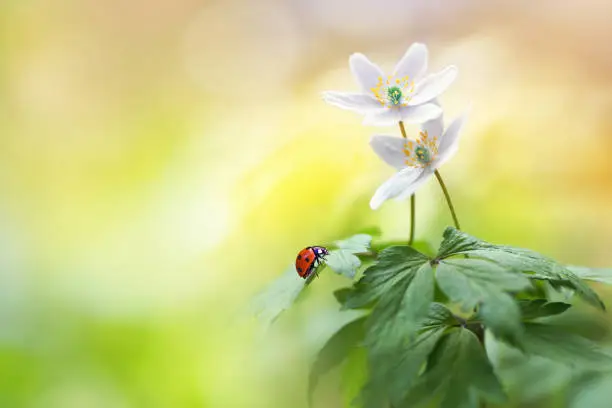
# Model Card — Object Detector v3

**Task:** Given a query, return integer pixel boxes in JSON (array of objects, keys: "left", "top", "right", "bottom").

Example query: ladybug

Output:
[{"left": 295, "top": 246, "right": 329, "bottom": 279}]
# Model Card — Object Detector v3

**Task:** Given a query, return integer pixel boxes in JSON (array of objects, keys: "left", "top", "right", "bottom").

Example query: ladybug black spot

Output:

════════════════════

> _Task goal_: Go through the material above and repeat it exactly. Omit the pictures.

> _Written solution_:
# Model Card — Object Detector v3

**Task:** Given a query, return integer pixel boxes in JSON (array of objects, keys: "left", "top", "right", "bottom").

Example query: ladybug

Output:
[{"left": 295, "top": 246, "right": 329, "bottom": 279}]
# Model Card — Object Detector v3

**Task:** Given a query, return integer pixel boxes in JSON (array of objects, keys: "left", "top", "right", "bottom").

Example query: ladybug black spot

Output:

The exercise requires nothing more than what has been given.